**Exercise goal**: This calls for a word-for-word copy of all the data, with each picture removed.
*** Opening of Data extracts ***
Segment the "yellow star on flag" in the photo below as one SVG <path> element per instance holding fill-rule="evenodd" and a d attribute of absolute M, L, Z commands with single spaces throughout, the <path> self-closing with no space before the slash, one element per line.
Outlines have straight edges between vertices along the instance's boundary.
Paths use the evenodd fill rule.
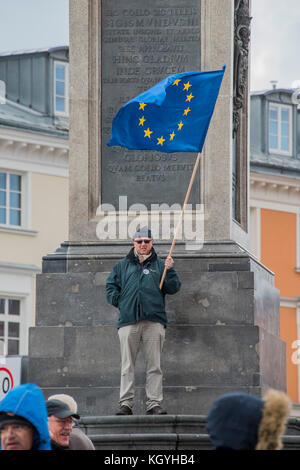
<path fill-rule="evenodd" d="M 173 140 L 175 137 L 175 132 L 173 131 L 172 134 L 170 134 L 170 140 Z"/>
<path fill-rule="evenodd" d="M 159 138 L 157 139 L 157 145 L 161 145 L 161 146 L 162 146 L 165 140 L 166 140 L 166 139 L 164 139 L 163 136 L 159 137 Z"/>
<path fill-rule="evenodd" d="M 146 119 L 145 119 L 144 116 L 143 116 L 143 117 L 141 117 L 141 118 L 139 119 L 139 121 L 140 121 L 139 126 L 143 126 L 143 125 L 144 125 L 144 122 L 146 121 Z"/>
<path fill-rule="evenodd" d="M 191 111 L 190 108 L 186 108 L 186 109 L 184 110 L 183 115 L 184 115 L 184 116 L 187 116 L 190 111 Z"/>
<path fill-rule="evenodd" d="M 150 138 L 151 138 L 151 134 L 152 134 L 153 131 L 150 131 L 150 129 L 149 129 L 149 127 L 148 127 L 148 129 L 147 129 L 146 131 L 144 131 L 144 132 L 145 132 L 144 137 L 145 137 L 145 138 L 146 138 L 146 137 L 149 137 L 149 139 L 150 139 Z"/>
<path fill-rule="evenodd" d="M 147 106 L 147 103 L 140 103 L 139 110 L 142 109 L 143 111 L 145 110 L 145 106 Z"/>
<path fill-rule="evenodd" d="M 190 95 L 186 95 L 186 100 L 185 101 L 188 101 L 190 102 L 192 98 L 195 98 L 192 93 Z"/>
<path fill-rule="evenodd" d="M 183 88 L 183 89 L 189 91 L 189 88 L 190 88 L 191 86 L 192 86 L 192 85 L 190 84 L 190 82 L 187 82 L 187 83 L 184 84 L 184 88 Z"/>
<path fill-rule="evenodd" d="M 183 122 L 180 121 L 180 123 L 178 124 L 178 130 L 179 130 L 179 131 L 181 130 L 182 126 L 183 126 Z"/>
<path fill-rule="evenodd" d="M 173 85 L 178 86 L 179 82 L 181 82 L 181 78 L 177 78 L 177 80 L 174 81 Z"/>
*** Close of Data extracts ***
**Solution**:
Segment the "yellow star on flag" in the photo below as one SVG <path> element per instance holding fill-rule="evenodd" and a d attribute of absolute M, L, Z commands with single spaces throughout, the <path> self-closing with no space before the slash, one element per line.
Outlines have straight edges between vertices along the instance's boundary.
Paths use the evenodd fill rule.
<path fill-rule="evenodd" d="M 173 140 L 175 137 L 175 132 L 173 131 L 172 134 L 170 134 L 170 140 Z"/>
<path fill-rule="evenodd" d="M 159 138 L 157 139 L 157 145 L 161 145 L 161 146 L 162 146 L 165 140 L 166 140 L 166 139 L 164 139 L 163 136 L 159 137 Z"/>
<path fill-rule="evenodd" d="M 146 119 L 145 119 L 144 116 L 143 116 L 143 117 L 141 117 L 141 118 L 139 119 L 139 121 L 140 121 L 139 126 L 143 126 L 143 125 L 144 125 L 144 122 L 146 121 Z"/>
<path fill-rule="evenodd" d="M 191 111 L 190 108 L 186 108 L 186 109 L 184 110 L 183 115 L 184 115 L 184 116 L 187 116 L 190 111 Z"/>
<path fill-rule="evenodd" d="M 150 138 L 151 138 L 151 134 L 152 134 L 153 131 L 150 131 L 150 129 L 149 129 L 149 127 L 148 127 L 148 129 L 147 129 L 146 131 L 144 131 L 144 132 L 145 132 L 144 137 L 145 137 L 145 138 L 146 138 L 146 137 L 149 137 L 149 139 L 150 139 Z"/>
<path fill-rule="evenodd" d="M 147 106 L 147 103 L 140 103 L 139 110 L 142 109 L 143 111 L 145 110 L 145 106 Z"/>
<path fill-rule="evenodd" d="M 190 95 L 186 95 L 186 100 L 185 101 L 188 101 L 190 102 L 192 98 L 195 98 L 192 93 Z"/>
<path fill-rule="evenodd" d="M 183 88 L 183 89 L 189 91 L 189 88 L 190 88 L 191 86 L 192 86 L 192 85 L 190 84 L 190 82 L 187 82 L 187 83 L 184 84 L 184 88 Z"/>
<path fill-rule="evenodd" d="M 183 122 L 180 121 L 180 123 L 178 124 L 178 130 L 179 130 L 179 131 L 181 130 L 182 126 L 183 126 Z"/>
<path fill-rule="evenodd" d="M 173 85 L 178 86 L 179 82 L 181 82 L 181 78 L 177 78 L 177 80 L 174 81 Z"/>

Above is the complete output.